» What is asked: Set down each line of the data below exactly as it stands, dropping the pictures.

* begin Source records *

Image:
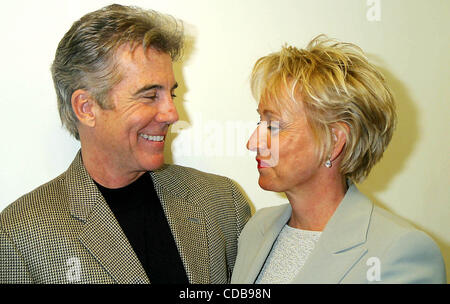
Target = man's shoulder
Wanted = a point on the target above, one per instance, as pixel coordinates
(190, 176)
(34, 204)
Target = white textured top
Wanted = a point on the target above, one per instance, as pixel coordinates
(289, 252)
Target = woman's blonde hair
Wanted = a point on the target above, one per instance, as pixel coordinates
(337, 85)
(84, 58)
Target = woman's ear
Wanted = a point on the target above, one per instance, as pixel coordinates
(339, 133)
(83, 107)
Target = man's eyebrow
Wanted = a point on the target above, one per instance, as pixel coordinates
(153, 86)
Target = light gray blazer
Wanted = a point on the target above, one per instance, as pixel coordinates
(360, 244)
(65, 232)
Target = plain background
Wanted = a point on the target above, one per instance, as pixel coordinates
(408, 40)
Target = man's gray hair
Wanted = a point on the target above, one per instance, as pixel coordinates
(84, 58)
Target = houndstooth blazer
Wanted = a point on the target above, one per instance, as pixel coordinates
(65, 232)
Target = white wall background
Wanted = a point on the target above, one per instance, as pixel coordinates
(408, 40)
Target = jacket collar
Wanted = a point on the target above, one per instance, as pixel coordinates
(104, 238)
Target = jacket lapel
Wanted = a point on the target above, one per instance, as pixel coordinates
(341, 244)
(101, 234)
(187, 222)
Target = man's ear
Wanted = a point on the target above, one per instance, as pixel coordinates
(339, 132)
(83, 107)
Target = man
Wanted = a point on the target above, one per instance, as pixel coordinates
(118, 215)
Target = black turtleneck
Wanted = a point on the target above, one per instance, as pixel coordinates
(138, 210)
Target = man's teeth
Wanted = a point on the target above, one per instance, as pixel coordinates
(152, 138)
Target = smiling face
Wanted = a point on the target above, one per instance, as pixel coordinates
(130, 136)
(286, 151)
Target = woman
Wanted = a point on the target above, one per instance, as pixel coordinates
(326, 118)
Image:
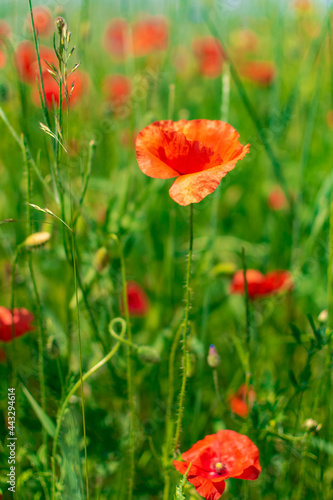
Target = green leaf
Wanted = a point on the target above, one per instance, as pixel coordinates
(44, 419)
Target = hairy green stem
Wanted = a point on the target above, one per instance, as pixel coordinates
(185, 331)
(73, 391)
(129, 371)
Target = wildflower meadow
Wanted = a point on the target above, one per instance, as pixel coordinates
(166, 250)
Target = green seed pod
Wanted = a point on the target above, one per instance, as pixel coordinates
(36, 240)
(101, 259)
(52, 347)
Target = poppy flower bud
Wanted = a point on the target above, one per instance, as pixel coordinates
(213, 358)
(101, 259)
(61, 25)
(311, 425)
(323, 316)
(36, 240)
(148, 354)
(52, 348)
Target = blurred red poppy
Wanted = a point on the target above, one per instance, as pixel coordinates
(138, 304)
(303, 5)
(260, 72)
(4, 29)
(210, 56)
(51, 88)
(260, 285)
(117, 89)
(240, 403)
(3, 59)
(150, 34)
(117, 38)
(277, 199)
(244, 40)
(42, 20)
(27, 63)
(21, 320)
(4, 33)
(219, 457)
(198, 152)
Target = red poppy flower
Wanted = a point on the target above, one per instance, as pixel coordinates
(260, 285)
(51, 88)
(137, 299)
(219, 457)
(2, 359)
(150, 34)
(117, 38)
(239, 403)
(260, 72)
(198, 152)
(27, 63)
(210, 55)
(117, 89)
(21, 319)
(277, 199)
(42, 20)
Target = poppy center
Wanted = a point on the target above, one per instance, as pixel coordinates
(220, 468)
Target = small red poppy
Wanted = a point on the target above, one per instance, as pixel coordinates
(27, 63)
(117, 89)
(198, 152)
(51, 89)
(137, 299)
(219, 457)
(150, 34)
(210, 56)
(240, 403)
(117, 38)
(260, 72)
(42, 20)
(277, 199)
(21, 319)
(260, 285)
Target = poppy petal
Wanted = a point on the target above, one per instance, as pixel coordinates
(251, 472)
(192, 188)
(211, 490)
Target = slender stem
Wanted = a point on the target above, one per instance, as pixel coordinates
(185, 331)
(168, 419)
(247, 329)
(41, 344)
(80, 356)
(330, 274)
(43, 101)
(73, 391)
(129, 371)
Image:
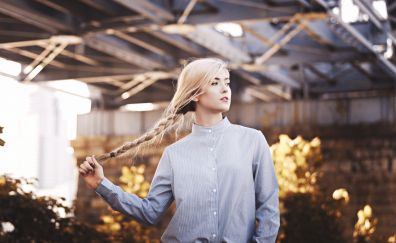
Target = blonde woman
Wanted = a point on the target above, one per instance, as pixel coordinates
(221, 175)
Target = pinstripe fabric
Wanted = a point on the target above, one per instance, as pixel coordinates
(222, 179)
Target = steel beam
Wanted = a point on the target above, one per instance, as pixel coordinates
(148, 9)
(113, 48)
(18, 9)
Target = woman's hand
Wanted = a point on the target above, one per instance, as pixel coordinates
(92, 172)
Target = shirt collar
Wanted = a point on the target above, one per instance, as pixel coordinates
(216, 128)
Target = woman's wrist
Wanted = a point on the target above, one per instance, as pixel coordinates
(98, 182)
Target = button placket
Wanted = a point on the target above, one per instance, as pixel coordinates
(211, 142)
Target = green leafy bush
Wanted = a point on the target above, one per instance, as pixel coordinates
(35, 219)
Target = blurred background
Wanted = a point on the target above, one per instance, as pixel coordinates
(78, 78)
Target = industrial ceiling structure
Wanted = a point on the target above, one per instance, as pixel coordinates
(132, 50)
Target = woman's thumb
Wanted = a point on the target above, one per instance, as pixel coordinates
(95, 161)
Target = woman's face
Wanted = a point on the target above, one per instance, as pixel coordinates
(212, 97)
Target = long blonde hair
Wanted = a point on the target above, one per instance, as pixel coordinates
(191, 82)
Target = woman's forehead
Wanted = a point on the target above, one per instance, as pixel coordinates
(222, 73)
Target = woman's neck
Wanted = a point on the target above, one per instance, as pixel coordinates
(207, 120)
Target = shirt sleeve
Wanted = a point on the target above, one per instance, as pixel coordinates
(145, 210)
(267, 193)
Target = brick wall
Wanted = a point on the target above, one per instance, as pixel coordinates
(362, 159)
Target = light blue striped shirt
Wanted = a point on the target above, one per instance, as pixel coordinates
(222, 178)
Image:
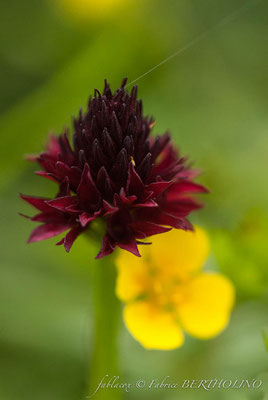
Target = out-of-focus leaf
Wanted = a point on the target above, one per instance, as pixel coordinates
(242, 254)
(265, 336)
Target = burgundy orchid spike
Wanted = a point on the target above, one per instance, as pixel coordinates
(114, 171)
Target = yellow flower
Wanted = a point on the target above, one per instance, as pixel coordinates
(166, 292)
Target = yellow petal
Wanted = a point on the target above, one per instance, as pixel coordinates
(180, 253)
(132, 276)
(152, 327)
(205, 310)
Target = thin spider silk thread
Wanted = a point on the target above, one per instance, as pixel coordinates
(224, 21)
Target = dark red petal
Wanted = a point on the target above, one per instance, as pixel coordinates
(182, 207)
(145, 229)
(47, 175)
(158, 187)
(108, 246)
(71, 236)
(148, 203)
(134, 182)
(38, 202)
(89, 196)
(85, 218)
(131, 246)
(108, 208)
(53, 216)
(47, 231)
(178, 189)
(62, 203)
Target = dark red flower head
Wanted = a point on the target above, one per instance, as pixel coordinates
(114, 172)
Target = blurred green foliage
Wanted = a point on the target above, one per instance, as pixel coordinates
(213, 98)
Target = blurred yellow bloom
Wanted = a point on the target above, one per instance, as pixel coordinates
(166, 292)
(90, 9)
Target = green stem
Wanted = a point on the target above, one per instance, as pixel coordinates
(104, 357)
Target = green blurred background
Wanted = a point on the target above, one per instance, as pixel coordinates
(213, 98)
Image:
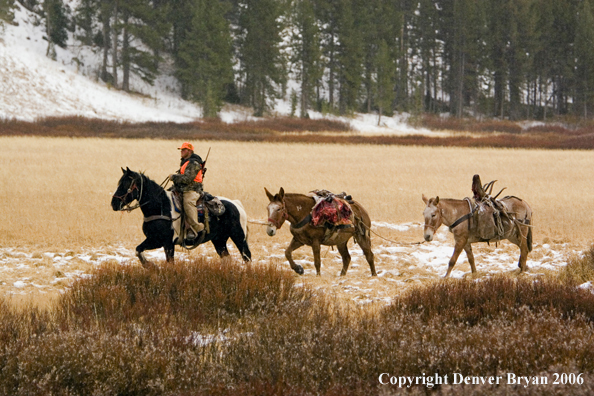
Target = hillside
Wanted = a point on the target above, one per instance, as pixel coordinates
(34, 87)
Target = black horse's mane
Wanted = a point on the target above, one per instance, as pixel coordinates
(149, 183)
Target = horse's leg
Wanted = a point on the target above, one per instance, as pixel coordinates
(346, 257)
(470, 255)
(147, 244)
(241, 242)
(169, 253)
(220, 245)
(288, 254)
(364, 242)
(458, 247)
(315, 246)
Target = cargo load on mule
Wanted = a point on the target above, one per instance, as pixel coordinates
(331, 210)
(490, 215)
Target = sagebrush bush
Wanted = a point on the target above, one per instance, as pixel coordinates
(225, 328)
(579, 269)
(186, 293)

* end Source records *

» Answer to the problem:
Image:
Target = man's shoulder
Wanted = a point on the target above, one per instance, as pixel coordinates
(190, 176)
(34, 204)
Target = white textured top
Wanted = a point on the target above, one per instance, as pixel coordinates
(289, 252)
Target = woman's blonde hair
Wanted = a point on the target above, one per instance, as pixel coordinates
(337, 85)
(84, 58)
Target = woman's ear
Wanted = a point on the target above, one per instance, as pixel coordinates
(339, 133)
(83, 107)
Target = man's eyebrow
Wanted = a point on the target above, one per instance, as pixel coordinates
(153, 86)
Target = light gray blazer
Wanted = a point on the target above, one per instance, as pixel coordinates
(360, 244)
(65, 232)
Target = plain background
Wanted = a point on the target above, one per instance, as pixel coordinates
(408, 40)
Target = man's gray hair
Wanted = a point on the target above, one per instance, as pixel coordinates
(84, 58)
Target = houndstooth blazer
Wanted = a point on the target above, one per instance, as pixel coordinates
(65, 232)
Target = white wall background
Wanted = a point on the target above, one per instance, as pixel coordinates
(408, 40)
Target = jacket collar
Wanted = a point on the target above, one per instance, as pixel coordinates
(104, 238)
Target = jacket lapel
Wanted = a point on the target above, one per instance, as pixel coordinates
(341, 244)
(101, 234)
(187, 222)
Target = man's ear
Wanted = a point on the target above, one per instance, as pixel coordinates
(339, 132)
(83, 107)
Target = man
Wanted = a point on the target above, one per instance, as pixel coordinates
(118, 215)
Target = black turtleneck
Wanted = a point on the target above, one per instance, as pixel coordinates
(138, 210)
Target = man's teeth
Wanted = a point on the target above, one per instance, as pixel coordinates
(152, 138)
Target = smiling face
Wanted = a point on the target above, one per instance, as pixel coordinates
(130, 136)
(286, 151)
Target = woman
Wanted = a point on the target above, one per instance, as pixel coordinates
(326, 118)
Image:
Target = green leaf
Wanted = a point on the target above, one per instance, as pixel coordinates
(44, 419)
Target = hairy green stem
Wanted = a point on the target above, one per instance, as pixel coordinates
(185, 331)
(73, 391)
(129, 371)
Target = wildflower meadow
Wanted = a point on the target above, one per instance, as pixel coordinates
(166, 250)
Target = green seed pod
Wanted = a point on the target above, one per instance, as pixel coordinates
(36, 240)
(101, 259)
(52, 347)
Target = poppy flower bud
Wanted = a point on the target above, one per instance, as pixel coordinates
(213, 358)
(101, 259)
(61, 25)
(311, 425)
(323, 316)
(36, 240)
(148, 354)
(52, 348)
Target = blurred red poppy
Wanted = a point on the target above, one per instance, as pixel coordinates
(138, 304)
(303, 5)
(260, 72)
(4, 29)
(210, 56)
(51, 88)
(260, 285)
(117, 89)
(240, 403)
(3, 59)
(150, 34)
(117, 38)
(277, 199)
(244, 40)
(42, 20)
(27, 63)
(21, 320)
(4, 33)
(219, 457)
(198, 152)
Target = red poppy flower
Wanted = a point on the target above, one per instance, as pixel coordinates
(260, 285)
(51, 88)
(137, 299)
(219, 457)
(2, 359)
(150, 34)
(117, 38)
(239, 403)
(260, 72)
(198, 152)
(27, 63)
(210, 55)
(117, 89)
(21, 319)
(277, 199)
(42, 20)
Target = poppy center
Wanted = a point on the target above, one per instance, as pixel coordinates
(220, 468)
Target = small red poppy
Wanted = a point on the target above, one per instance, as pixel coordinates
(27, 63)
(117, 89)
(198, 152)
(51, 89)
(137, 299)
(219, 457)
(150, 34)
(210, 56)
(240, 403)
(117, 38)
(260, 72)
(42, 20)
(277, 199)
(21, 319)
(260, 285)
Target = poppy petal
Wanted = a point on the target above, one per instance, as pixel coordinates
(251, 472)
(192, 188)
(211, 490)
Target = slender stem
Wanted = a point on the target above, one per instance, as pixel coordinates
(185, 331)
(168, 419)
(247, 329)
(41, 344)
(80, 356)
(330, 274)
(43, 101)
(73, 391)
(129, 371)
Image:
Target = blonde woman
Wanted = a point on the target above, one per instance, as pixel coordinates
(221, 175)
Target = pinstripe fabric
Wanted = a point on the target above, one per instance, as pixel coordinates
(222, 179)
Target = steel beam
Wanted = a point on the target above, one per instance, as pixel coordinates
(148, 9)
(113, 48)
(18, 9)
Target = woman's hand
Wanted = a point on the target above, one per instance, as pixel coordinates
(92, 172)
Target = shirt collar
Wanted = a point on the target above, one per instance, as pixel coordinates
(216, 128)
Target = woman's wrist
Wanted = a point on the target above, one per instance, as pixel coordinates
(98, 182)
Target = button placket
Wanted = a point on the target above, one per instance, as pixel coordinates
(211, 142)
Target = green leafy bush
Wanted = a point on the target above, one per instance, as pixel coordinates
(35, 219)
Target = blurred background
Wanted = a point on the target above, one per instance, as pixel coordinates
(78, 78)
Target = industrial ceiling structure
Wanted = a point on the target above, one per instance, as pixel coordinates
(132, 50)
Target = woman's thumb
Wanted = a point on the target above, one per instance, as pixel coordinates
(95, 161)
Target = woman's face
Wanted = a point on the target above, one per instance, as pixel coordinates
(212, 97)
Target = long blonde hair
Wanted = a point on the target above, one per instance, as pixel coordinates
(191, 82)
Target = woman's forehead
Wanted = a point on the target above, one per instance, as pixel coordinates
(222, 73)
Target = woman's neck
Wanted = a point on the target above, one per instance, as pixel coordinates
(207, 120)
Target = shirt sleeve
Wanted = a point on the target above, one per instance, as pixel coordinates
(145, 210)
(267, 193)
Target = brick wall
Wanted = a point on the target above, one per instance, as pixel coordinates
(362, 159)
Target = light blue striped shirt
Wanted = a point on the target above, one per instance, as pixel coordinates
(222, 178)
Image:
Target = out-of-focus leaf
Wanted = a point on the target above, one per instance, as pixel coordinates
(242, 254)
(265, 336)
Target = burgundy orchid spike
Wanted = a point on the target above, one per instance, as pixel coordinates
(114, 171)
Target = yellow flower
Wanted = a point on the target above, one per instance, as pixel coordinates
(166, 292)
Target = yellow petal
Wanted = a point on the target above, one per instance, as pixel coordinates
(180, 253)
(132, 276)
(152, 327)
(205, 310)
Target = thin spider silk thread
Wanted = a point on the target above, one per instance, as pixel coordinates
(224, 21)
Target = dark red petal
Wanted = a point on the target above, one per instance, as pixel coordinates
(182, 207)
(145, 229)
(47, 175)
(158, 187)
(108, 246)
(71, 236)
(148, 203)
(134, 182)
(38, 202)
(89, 196)
(85, 218)
(131, 246)
(108, 208)
(53, 216)
(47, 231)
(178, 189)
(62, 203)
Target = dark red flower head
Wanted = a point on the target above, one per instance, as pixel coordinates
(114, 172)
Target = blurred green foliage
Wanted = a point on the target above, one per instance, as pixel coordinates
(213, 98)
Target = blurred yellow bloom
Wanted = a point on the target above, one per instance, as pixel coordinates
(166, 292)
(90, 9)
Target = green stem
Wanted = a point on the target above, one per instance, as pixel coordinates
(104, 357)
Target = green blurred background
Wanted = a point on the target above, one per instance, as pixel coordinates
(213, 98)
Image:
Target = hillside
Wanted = a point on the target above, one per instance, as pixel coordinates
(34, 87)
Target = black horse's mane
Wanted = a point on the target above, one per instance, as pixel coordinates
(149, 183)
Target = horse's leg
Wanted = a point on the target above, one per instance, as pixel coordinates
(346, 257)
(470, 255)
(147, 244)
(241, 242)
(169, 253)
(220, 245)
(288, 254)
(364, 242)
(458, 247)
(315, 246)
Target = cargo load on mule
Wanted = a point on the target above, one per instance, as pixel coordinates
(331, 210)
(490, 215)
Target = sagebrush bush
Wanted = a point on the target above, one per instance, as pixel coordinates
(225, 328)
(579, 269)
(186, 293)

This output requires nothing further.